### Written task:
With the pictures omitted, write out the entries that follow exactly as they stand.

** START Material supplied **

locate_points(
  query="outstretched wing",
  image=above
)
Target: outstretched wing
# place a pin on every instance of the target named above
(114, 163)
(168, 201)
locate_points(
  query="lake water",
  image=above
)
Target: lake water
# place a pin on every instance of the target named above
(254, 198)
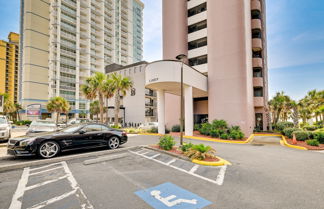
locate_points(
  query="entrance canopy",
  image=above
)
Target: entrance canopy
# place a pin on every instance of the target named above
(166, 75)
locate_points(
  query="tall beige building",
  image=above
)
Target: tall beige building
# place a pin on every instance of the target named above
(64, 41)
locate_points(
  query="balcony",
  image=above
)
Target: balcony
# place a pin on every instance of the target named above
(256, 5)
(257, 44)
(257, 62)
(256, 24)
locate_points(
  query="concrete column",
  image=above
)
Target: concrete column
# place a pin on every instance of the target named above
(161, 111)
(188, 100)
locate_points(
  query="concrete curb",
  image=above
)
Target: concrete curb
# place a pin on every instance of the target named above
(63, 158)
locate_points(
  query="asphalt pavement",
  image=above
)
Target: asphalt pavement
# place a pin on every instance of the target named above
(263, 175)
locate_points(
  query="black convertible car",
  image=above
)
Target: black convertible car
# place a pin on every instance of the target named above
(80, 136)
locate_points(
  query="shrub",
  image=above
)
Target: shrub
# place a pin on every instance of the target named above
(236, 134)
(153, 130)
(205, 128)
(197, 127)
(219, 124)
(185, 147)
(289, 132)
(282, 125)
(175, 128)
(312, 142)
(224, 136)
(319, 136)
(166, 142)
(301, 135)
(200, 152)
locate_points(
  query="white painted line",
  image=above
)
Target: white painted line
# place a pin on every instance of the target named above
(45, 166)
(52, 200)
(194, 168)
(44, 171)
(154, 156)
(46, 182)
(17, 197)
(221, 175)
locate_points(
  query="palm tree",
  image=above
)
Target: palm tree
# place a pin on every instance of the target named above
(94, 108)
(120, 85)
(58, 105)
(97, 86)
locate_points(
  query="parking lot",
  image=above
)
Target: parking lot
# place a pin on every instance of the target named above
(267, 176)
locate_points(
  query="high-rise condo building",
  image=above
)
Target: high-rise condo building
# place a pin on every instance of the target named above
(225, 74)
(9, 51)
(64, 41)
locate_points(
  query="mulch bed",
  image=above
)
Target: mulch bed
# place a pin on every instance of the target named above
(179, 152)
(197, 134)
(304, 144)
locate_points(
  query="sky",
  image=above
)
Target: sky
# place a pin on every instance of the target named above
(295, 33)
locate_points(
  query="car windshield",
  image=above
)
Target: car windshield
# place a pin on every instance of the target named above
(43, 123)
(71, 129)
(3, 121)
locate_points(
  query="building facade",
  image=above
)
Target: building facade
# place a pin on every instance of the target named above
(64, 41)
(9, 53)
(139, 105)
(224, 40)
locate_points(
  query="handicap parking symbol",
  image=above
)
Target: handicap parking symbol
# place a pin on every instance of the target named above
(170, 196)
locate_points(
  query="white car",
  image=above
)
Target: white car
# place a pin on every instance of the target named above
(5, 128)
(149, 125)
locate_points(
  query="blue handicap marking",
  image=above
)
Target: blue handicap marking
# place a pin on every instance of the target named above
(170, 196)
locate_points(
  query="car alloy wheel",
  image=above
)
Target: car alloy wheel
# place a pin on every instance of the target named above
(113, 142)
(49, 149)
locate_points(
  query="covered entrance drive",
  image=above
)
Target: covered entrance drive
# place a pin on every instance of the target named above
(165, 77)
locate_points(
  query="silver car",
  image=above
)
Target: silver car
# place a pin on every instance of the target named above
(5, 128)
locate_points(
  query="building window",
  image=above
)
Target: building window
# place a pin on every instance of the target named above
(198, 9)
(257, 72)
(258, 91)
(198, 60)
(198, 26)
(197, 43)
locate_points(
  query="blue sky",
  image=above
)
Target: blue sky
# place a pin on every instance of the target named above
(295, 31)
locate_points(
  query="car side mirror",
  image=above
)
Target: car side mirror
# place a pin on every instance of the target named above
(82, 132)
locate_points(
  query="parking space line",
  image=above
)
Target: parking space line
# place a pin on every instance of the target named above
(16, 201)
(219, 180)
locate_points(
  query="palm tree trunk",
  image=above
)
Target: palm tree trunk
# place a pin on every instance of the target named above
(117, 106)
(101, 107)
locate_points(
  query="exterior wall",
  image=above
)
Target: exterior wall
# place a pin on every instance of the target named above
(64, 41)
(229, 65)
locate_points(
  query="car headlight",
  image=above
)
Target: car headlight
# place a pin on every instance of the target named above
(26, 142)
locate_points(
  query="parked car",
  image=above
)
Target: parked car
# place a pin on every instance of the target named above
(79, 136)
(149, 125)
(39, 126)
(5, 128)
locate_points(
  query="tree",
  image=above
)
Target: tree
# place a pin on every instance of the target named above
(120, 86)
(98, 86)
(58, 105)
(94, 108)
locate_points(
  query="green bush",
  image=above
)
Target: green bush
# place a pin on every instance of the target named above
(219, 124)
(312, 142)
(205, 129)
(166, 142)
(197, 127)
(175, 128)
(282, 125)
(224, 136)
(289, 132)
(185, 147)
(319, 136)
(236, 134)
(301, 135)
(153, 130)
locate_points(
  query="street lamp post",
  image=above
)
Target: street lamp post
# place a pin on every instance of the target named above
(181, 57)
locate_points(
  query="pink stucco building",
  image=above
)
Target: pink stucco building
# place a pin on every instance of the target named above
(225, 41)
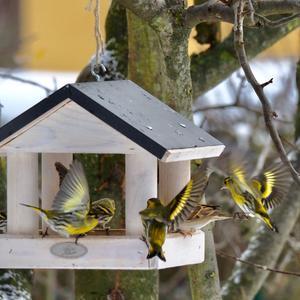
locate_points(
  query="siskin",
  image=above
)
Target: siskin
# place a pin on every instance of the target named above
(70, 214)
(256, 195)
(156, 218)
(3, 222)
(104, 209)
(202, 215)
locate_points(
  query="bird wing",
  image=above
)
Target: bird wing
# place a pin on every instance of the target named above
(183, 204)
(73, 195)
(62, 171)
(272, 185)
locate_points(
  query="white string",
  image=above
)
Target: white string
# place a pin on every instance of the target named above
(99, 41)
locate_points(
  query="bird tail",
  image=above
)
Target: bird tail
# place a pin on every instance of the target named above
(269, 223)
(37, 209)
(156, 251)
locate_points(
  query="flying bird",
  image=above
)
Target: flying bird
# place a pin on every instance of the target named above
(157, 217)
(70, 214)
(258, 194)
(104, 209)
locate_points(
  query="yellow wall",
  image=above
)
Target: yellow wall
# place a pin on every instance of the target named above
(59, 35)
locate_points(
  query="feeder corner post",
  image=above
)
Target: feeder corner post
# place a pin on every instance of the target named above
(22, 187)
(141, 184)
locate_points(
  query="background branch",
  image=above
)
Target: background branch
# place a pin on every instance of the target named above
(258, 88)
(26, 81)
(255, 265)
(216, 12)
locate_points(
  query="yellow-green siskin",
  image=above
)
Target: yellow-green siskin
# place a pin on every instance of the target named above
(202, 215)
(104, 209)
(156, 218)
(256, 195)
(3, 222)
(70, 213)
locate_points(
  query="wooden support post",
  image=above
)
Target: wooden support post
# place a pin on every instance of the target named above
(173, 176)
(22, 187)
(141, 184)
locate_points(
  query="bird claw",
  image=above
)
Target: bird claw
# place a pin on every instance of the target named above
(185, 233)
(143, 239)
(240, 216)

** END Material supplied **

### Task output:
locate_points(
  query="outstretched wing",
  image=above
)
Target: outstretched wing
# place a pin on every instance of the target named above
(114, 163)
(168, 201)
locate_points(
  query="lake water",
  image=above
)
Target: lake water
# place a pin on every instance of the target named above
(254, 198)
locate_points(
  query="entrance canopy",
  image=above
)
Target: entrance canopy
# place a pin on every instance of the target named above
(166, 75)
locate_points(
  query="tall beige building",
  image=above
)
Target: tall beige building
# place a pin on every instance of the target named above
(64, 41)
locate_points(
  query="balcony",
  image=above
)
Target: balcony
# place a pin on every instance of the target named above
(256, 5)
(257, 44)
(257, 62)
(256, 24)
locate_points(
  query="concrete column",
  image=above
)
Target: concrete column
# place a pin on every instance of the target named above
(161, 111)
(188, 100)
locate_points(
  query="concrete curb",
  image=above
)
Target: concrete curb
# place a pin on every instance of the target named above
(63, 158)
locate_points(
  query="asphalt pavement",
  image=above
)
Target: asphalt pavement
# place a pin on every instance of the target named above
(263, 175)
locate_points(
  query="black convertible car",
  image=above
)
Target: black convertible car
# place a pin on every instance of the target named above
(80, 136)
locate_points(
  query="shrub",
  image=above
)
Target: shrub
# place a pin on every instance of the target named above
(236, 134)
(153, 130)
(205, 128)
(197, 127)
(219, 124)
(185, 147)
(289, 132)
(282, 125)
(175, 128)
(312, 142)
(224, 136)
(319, 136)
(166, 142)
(301, 135)
(200, 152)
locate_points(
  query="white painted line",
  image=above
)
Target: white painted line
# place a pin on every instance of the target named above
(45, 166)
(52, 200)
(194, 168)
(44, 171)
(154, 156)
(46, 182)
(17, 197)
(221, 175)
locate_points(
  query="palm tree",
  image=above
)
Target: palm tree
# place a pin on every instance of the target named above
(94, 108)
(120, 85)
(58, 105)
(97, 86)
locate_points(
  query="parking lot",
  image=above
)
Target: parking lot
# place a pin on every instance of the target named above
(267, 176)
locate_points(
  query="high-rise condo building",
  image=above
)
Target: high-rise condo building
# place a pin on every instance of the target named above
(225, 74)
(9, 51)
(64, 41)
locate_points(
  query="mulch bed",
  image=above
)
Target: mulch bed
# place a pin on every instance of the target named above
(179, 152)
(197, 134)
(304, 144)
locate_points(
  query="sky",
  image=above
)
Target: sky
# place a pin on every instance of the target named above
(295, 33)
locate_points(
  query="car windshield",
  image=above
)
Target: car windshield
# place a pin on every instance of the target named above
(43, 123)
(71, 129)
(3, 121)
locate_points(
  query="building facade",
  image=above
)
Target: building facade
# place a pin on every instance of the target named above
(64, 41)
(9, 53)
(139, 105)
(224, 40)
locate_points(
  query="handicap parking symbol",
  image=above
)
Target: handicap parking symbol
# place a pin on every instance of the target named above
(170, 196)
locate_points(
  query="white car",
  image=above
)
Target: white car
# place a pin on every instance of the target named above
(5, 128)
(149, 125)
locate_points(
  query="blue handicap marking",
  image=above
)
Target: blue handicap marking
# place a pin on every instance of the target named above
(170, 196)
locate_points(
  query="car alloy wheel",
  image=above
)
Target: car alloy wheel
# place a pin on every instance of the target named above
(113, 142)
(49, 149)
locate_points(
  query="covered entrance drive",
  image=above
)
Target: covered entrance drive
# place a pin on every instance of the target named above
(165, 77)
locate_points(
  query="silver car",
  image=above
)
Target: silver car
# place a pin on every instance of the target named above
(5, 128)
locate_points(
  query="building window",
  image=above
)
Target: building window
# place a pin on every instance of the target named above
(198, 9)
(257, 72)
(258, 91)
(198, 60)
(198, 26)
(197, 43)
locate_points(
  query="blue sky",
  image=above
)
Target: blue sky
# place a pin on every instance of the target named above
(295, 31)
locate_points(
  query="car side mirror",
  image=above
)
Target: car side mirror
# place a pin on every instance of the target named above
(82, 132)
locate_points(
  query="parking space line",
  image=above
)
Target: parking space line
# place a pin on every instance of the target named above
(16, 201)
(219, 180)
locate_points(
  query="palm tree trunk",
  image=above
)
Target: palm tree trunk
# place a pin on every instance of the target named above
(117, 106)
(101, 107)
locate_points(
  query="exterior wall",
  image=above
)
Target: exterior wall
# place a pin on every instance of the target named above
(64, 41)
(229, 65)
locate_points(
  query="car headlight",
  image=above
)
Target: car headlight
# place a pin on every instance of the target named above
(26, 142)
locate_points(
  query="parked car",
  image=above
)
Target: parked car
# place a pin on every instance of the target named above
(79, 136)
(149, 125)
(39, 126)
(5, 128)
locate_points(
  query="tree",
  image=above
)
Target: tree
# place a pin on every instance of the target named above
(120, 86)
(98, 86)
(58, 105)
(94, 108)
locate_points(
  query="green bush",
  image=above
)
Target: green bush
# place a pin on every instance of the target named above
(219, 124)
(312, 142)
(205, 129)
(166, 142)
(197, 127)
(175, 128)
(282, 125)
(224, 136)
(289, 132)
(185, 147)
(319, 136)
(236, 134)
(301, 135)
(153, 130)
locate_points(
  query="street lamp post",
  image=above
)
Target: street lamp post
# place a pin on every instance of the target named above
(181, 57)
locate_points(
  query="pink stucco building",
  image=above
)
Target: pink stucco building
# place a pin on every instance of the target named above
(225, 41)
locate_points(
  query="siskin",
  image=above
)
Target: siskin
# place a pin on every instance of the target named above
(70, 214)
(256, 195)
(156, 218)
(3, 222)
(104, 209)
(202, 215)
locate_points(
  query="bird wing",
  image=above
)
Target: bird wing
# place a pin on every instance of the target named above
(183, 204)
(73, 195)
(62, 171)
(272, 185)
locate_points(
  query="white string",
  image=above
)
Target: white string
# place a pin on every instance of the target named above
(99, 41)
locate_points(
  query="bird tail",
  image=above
)
Target: bird tail
# place a pin on every instance of the target named above
(269, 223)
(37, 209)
(156, 251)
locate_points(
  query="flying bird",
  image=above
)
Target: flying bird
# place a pin on every instance of the target named above
(157, 217)
(70, 214)
(258, 194)
(104, 209)
locate_points(
  query="yellow wall",
  image=above
)
Target: yellow wall
# place a pin on every instance of the target named above
(59, 35)
locate_points(
  query="feeder corner post",
  image=above
)
Target: feeder corner post
# place a pin on every instance of the target named above
(22, 187)
(141, 184)
locate_points(
  query="background branch",
  image=above
)
Target: background branch
# place a pin on every instance of the target named above
(258, 88)
(26, 81)
(255, 265)
(216, 12)
locate_points(
  query="yellow-green siskin",
  image=above
)
Target: yellow-green siskin
# place a pin on every instance of the target named above
(202, 215)
(104, 209)
(156, 218)
(256, 195)
(3, 222)
(70, 213)
locate_points(
  query="wooden support post",
  image=above
)
Target: wooden support post
# place a pin on every instance of the target named above
(173, 176)
(22, 187)
(141, 184)
locate_points(
  query="bird claw",
  image=above
)
Target: bird claw
# place a pin on every instance of the target named above
(185, 233)
(143, 239)
(240, 216)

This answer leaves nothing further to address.